(GIVEN PROBLEM 1) Which lines of the listing below contain the string "gray"? Gather every one of them and copy each in full.

The Most Influential People in LGBTQ+ World History

It’s no secret that people have tried to erase LGBTQ+ people and their achievements from history. But we’ve trawled through the archives to shine a light on 20 figures whose remarkable stories must not be forgotten, going back as far as 2,300 years ago and continuing on into the late 20th century. Some of the names on our list may not come as a surprise, but many will be much less familiar. Read on to find out about how members of the queer community have played leading roles in political and cultural history throughout the centuries — despite what some experts might want you to think.

Alexander the Great

Considering that he was only 32 when he died in 323 B.C., Alexander the Great was something of a high-achiever. Inheriting the Greek kingdom of Macedonia from his father was nowhere near enough to satisfy Alexander’s ravening ambition. He went on to conquer the mighty Persian Empire by force of arms and extended his territorial gains all the way to India.

Hephastion

As to Alexander’s sexual preferences, it seems that he had a taste for female and male company, favoring both in large numbers. When it came to men, Alexander is believed to have had a single highly significant relationship which was much more than a one-night stand. That was with one of his own generals, Hephastion. Tragically, Alexander’s lover was killed in battle and not long before the conqueror himself died. Some said that he had pined away after the death of Hephastion.

Leonardo da Vinci

One of the most famous artists of all time, Leonardo da Vinci was not just a genius when it came to painting and drawing. It’s worth remembering that he also had an extraordinary talent for futuristic inventing. The innovations he sketched out included a convincing prototype helicopter, a machine gun, and an airplane. If ever there was an individual who merited the title of “renaissance man” it had to be da Vinci.

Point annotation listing
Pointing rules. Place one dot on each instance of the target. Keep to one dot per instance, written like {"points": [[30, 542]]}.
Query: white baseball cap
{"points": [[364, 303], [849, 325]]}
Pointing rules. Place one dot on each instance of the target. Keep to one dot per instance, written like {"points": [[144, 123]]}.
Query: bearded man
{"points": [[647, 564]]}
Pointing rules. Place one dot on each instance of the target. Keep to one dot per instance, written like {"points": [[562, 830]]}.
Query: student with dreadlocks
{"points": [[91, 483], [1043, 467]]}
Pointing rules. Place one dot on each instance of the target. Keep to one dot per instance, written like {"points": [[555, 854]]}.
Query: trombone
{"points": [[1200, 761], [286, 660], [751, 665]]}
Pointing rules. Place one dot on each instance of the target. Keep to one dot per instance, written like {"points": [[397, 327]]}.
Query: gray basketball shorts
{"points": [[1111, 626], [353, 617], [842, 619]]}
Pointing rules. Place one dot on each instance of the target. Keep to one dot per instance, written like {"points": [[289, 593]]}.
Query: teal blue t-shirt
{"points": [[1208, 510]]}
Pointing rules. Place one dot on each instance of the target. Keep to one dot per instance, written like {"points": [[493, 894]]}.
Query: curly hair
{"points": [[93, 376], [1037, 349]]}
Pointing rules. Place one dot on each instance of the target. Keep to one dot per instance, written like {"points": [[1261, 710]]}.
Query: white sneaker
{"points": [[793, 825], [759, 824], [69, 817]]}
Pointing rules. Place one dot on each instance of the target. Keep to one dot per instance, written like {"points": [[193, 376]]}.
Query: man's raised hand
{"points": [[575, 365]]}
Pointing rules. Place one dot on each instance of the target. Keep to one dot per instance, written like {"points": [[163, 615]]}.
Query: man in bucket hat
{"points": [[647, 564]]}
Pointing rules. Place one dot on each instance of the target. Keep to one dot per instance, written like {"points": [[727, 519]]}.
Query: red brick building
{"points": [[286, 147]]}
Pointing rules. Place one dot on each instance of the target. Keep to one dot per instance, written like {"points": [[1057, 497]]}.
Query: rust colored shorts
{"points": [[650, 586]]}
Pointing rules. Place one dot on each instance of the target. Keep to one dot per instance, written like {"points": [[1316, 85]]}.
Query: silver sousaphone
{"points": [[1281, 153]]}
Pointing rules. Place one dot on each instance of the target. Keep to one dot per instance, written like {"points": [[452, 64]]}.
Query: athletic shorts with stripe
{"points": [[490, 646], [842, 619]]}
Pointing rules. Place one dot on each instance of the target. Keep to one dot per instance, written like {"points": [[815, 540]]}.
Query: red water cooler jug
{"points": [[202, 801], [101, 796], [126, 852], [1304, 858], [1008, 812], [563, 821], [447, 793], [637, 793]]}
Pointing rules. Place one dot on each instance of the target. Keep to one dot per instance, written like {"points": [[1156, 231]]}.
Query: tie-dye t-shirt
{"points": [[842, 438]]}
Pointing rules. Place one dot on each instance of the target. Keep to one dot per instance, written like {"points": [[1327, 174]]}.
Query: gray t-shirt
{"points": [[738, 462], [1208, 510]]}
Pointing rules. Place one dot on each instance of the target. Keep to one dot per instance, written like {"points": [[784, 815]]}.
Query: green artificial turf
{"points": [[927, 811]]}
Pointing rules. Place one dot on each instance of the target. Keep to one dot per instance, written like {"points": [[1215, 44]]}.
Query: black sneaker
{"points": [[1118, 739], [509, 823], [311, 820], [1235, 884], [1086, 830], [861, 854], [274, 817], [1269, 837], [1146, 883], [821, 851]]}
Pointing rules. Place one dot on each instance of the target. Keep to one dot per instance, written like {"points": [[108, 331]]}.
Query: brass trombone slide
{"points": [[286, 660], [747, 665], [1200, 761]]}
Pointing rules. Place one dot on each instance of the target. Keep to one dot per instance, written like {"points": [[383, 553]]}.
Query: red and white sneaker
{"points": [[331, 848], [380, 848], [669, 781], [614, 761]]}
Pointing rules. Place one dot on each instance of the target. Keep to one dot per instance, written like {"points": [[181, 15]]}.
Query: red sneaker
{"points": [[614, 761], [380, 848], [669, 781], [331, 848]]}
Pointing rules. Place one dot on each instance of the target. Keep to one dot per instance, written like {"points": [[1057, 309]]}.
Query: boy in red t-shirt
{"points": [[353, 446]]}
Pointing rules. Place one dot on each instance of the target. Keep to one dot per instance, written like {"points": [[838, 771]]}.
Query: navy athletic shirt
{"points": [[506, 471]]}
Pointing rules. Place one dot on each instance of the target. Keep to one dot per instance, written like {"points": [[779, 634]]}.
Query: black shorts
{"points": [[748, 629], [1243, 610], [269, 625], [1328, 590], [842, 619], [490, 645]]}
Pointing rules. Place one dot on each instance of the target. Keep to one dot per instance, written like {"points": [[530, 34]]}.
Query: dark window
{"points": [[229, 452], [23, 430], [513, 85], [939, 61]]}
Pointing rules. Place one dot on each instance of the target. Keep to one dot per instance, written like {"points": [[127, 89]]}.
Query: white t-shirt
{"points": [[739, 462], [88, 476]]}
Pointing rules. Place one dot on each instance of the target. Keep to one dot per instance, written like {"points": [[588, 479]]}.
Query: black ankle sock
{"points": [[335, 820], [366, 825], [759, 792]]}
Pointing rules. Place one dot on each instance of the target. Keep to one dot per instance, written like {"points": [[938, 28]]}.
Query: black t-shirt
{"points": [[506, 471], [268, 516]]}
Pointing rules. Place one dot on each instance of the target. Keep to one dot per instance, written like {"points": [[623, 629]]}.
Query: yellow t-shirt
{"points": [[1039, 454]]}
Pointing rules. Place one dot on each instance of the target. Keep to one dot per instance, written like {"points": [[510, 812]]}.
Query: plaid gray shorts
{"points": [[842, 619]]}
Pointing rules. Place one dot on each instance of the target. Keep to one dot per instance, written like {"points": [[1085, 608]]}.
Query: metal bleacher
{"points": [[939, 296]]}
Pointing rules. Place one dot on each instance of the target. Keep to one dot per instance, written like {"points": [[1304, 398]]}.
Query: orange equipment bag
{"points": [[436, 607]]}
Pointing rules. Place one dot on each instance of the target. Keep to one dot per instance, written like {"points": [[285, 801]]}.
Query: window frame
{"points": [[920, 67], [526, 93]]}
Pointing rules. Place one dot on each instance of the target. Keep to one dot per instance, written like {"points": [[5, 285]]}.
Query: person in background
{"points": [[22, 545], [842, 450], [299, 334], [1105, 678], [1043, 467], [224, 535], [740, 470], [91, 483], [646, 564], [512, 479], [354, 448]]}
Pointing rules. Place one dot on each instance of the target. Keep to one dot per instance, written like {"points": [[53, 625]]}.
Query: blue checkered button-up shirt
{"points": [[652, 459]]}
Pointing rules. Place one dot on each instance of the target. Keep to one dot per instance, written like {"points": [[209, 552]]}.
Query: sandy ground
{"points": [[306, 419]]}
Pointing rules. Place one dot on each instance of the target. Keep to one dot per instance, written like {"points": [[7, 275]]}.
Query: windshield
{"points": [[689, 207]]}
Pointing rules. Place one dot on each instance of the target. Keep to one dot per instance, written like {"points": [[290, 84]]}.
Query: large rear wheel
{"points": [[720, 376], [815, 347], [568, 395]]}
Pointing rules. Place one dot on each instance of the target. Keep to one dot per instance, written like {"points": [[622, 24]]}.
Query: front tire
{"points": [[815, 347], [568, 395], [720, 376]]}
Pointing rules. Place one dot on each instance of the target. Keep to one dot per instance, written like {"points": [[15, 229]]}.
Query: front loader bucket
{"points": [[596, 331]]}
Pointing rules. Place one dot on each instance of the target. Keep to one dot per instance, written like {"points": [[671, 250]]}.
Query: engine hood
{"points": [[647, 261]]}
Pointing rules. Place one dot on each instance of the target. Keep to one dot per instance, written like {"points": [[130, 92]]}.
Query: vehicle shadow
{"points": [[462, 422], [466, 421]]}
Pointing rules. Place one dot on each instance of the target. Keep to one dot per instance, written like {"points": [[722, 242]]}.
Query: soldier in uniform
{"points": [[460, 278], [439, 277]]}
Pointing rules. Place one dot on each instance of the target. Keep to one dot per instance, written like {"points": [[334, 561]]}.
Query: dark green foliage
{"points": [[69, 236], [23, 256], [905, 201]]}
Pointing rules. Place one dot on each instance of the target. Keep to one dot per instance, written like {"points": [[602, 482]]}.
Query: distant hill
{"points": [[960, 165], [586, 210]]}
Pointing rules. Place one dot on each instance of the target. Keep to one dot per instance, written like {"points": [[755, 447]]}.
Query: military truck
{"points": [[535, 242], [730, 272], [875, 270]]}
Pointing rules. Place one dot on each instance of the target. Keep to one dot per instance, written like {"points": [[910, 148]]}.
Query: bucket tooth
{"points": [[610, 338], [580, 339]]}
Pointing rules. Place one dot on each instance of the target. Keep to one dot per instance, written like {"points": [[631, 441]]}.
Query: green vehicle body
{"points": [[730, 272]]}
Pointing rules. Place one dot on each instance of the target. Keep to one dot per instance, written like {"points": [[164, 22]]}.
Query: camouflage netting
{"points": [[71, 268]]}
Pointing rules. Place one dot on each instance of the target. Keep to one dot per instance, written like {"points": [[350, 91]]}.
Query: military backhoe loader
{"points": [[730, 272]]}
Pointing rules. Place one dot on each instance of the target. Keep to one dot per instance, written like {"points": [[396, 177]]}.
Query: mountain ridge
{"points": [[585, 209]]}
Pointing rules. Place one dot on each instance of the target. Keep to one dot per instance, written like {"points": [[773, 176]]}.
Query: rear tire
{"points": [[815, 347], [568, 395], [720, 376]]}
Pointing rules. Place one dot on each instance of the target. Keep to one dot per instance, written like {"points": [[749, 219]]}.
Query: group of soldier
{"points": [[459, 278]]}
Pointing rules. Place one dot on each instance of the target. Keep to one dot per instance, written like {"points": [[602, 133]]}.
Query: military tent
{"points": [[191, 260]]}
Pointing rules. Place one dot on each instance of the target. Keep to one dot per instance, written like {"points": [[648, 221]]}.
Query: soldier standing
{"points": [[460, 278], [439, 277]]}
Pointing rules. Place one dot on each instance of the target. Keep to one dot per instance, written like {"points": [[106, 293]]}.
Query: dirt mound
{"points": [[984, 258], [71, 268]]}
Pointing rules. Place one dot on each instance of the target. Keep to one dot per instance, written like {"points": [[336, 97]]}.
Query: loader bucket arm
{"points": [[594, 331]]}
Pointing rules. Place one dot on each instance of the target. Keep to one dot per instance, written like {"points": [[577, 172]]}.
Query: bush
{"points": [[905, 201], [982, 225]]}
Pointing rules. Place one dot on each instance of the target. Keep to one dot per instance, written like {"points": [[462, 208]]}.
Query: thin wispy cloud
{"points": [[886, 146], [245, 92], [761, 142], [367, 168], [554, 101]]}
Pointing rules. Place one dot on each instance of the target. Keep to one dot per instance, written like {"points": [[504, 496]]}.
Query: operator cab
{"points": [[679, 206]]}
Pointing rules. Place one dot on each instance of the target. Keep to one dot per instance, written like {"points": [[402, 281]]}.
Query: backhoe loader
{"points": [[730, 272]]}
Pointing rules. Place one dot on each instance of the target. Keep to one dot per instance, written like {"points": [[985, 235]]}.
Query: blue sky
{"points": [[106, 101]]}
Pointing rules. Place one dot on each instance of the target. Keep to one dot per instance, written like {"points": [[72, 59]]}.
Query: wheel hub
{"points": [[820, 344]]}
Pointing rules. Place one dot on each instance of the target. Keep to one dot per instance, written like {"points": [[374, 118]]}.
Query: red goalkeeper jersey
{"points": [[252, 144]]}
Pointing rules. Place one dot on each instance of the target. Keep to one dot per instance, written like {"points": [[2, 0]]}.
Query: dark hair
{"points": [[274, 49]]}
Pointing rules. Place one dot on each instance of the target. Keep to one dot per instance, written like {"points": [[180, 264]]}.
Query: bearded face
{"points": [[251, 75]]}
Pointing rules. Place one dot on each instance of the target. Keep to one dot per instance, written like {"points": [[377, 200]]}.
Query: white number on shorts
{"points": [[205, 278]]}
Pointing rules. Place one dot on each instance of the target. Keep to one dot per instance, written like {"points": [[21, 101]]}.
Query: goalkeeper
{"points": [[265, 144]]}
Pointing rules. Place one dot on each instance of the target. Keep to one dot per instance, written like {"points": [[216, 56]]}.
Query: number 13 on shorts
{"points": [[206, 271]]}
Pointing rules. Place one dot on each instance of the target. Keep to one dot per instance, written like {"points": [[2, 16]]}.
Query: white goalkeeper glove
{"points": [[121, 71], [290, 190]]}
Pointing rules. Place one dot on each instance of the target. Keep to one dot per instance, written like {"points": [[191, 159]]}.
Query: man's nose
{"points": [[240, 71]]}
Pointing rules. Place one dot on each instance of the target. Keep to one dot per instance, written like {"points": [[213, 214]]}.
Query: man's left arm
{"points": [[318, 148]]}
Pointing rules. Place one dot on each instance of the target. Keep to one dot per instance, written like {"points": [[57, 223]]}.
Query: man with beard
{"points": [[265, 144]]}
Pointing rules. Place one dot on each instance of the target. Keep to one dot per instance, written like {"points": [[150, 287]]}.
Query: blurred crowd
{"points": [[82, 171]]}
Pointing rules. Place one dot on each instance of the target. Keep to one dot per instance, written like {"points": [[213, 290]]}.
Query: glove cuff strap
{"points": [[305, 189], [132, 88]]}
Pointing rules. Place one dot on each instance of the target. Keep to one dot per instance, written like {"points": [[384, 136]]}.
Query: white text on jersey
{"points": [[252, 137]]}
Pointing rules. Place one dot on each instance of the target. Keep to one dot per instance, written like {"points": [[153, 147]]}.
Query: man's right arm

(GIVEN PROBLEM 2)
Answer these questions from the article on influential LGBTQ+ figures above:
(a) How many figures does the introduction say the list covers?
(b) Which of Alexander the Great's generals was his lover?
(c) What three innovations does the passage say Leonardo da Vinci sketched out?

(RESPONSE 1)
Query: gray basketball shorts
Query: gray t-shirt
Query: plaid gray shorts

(RESPONSE 2)
(a) 20 figures.
(b) Hephastion.
(c) A prototype helicopter, a machine gun, and an airplane.